TASK DETAILS:
Find the line containing "output: one JSON". Reproduce it and every line after it up to the end of the records, exactly as written.

Stored data:
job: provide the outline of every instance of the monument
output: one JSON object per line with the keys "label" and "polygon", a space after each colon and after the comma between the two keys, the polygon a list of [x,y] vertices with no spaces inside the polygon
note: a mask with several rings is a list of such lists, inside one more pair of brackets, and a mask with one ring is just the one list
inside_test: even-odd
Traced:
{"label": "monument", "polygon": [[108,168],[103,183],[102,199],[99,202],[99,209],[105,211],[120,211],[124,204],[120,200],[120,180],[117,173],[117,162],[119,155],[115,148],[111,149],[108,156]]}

RESPONSE:
output: one JSON object per line with the keys "label" and "polygon", a space after each colon and after the comma between the two keys, the polygon a list of [x,y] vertices with no spaces inside the polygon
note: a mask with several rings is a list of such lists, inside one more pair of brackets, and a mask with one ring is just the one list
inside_test: even-odd
Traced:
{"label": "monument", "polygon": [[108,168],[103,183],[102,199],[99,202],[99,209],[105,211],[120,211],[124,204],[120,200],[120,180],[117,173],[117,162],[119,155],[115,148],[111,149],[108,156]]}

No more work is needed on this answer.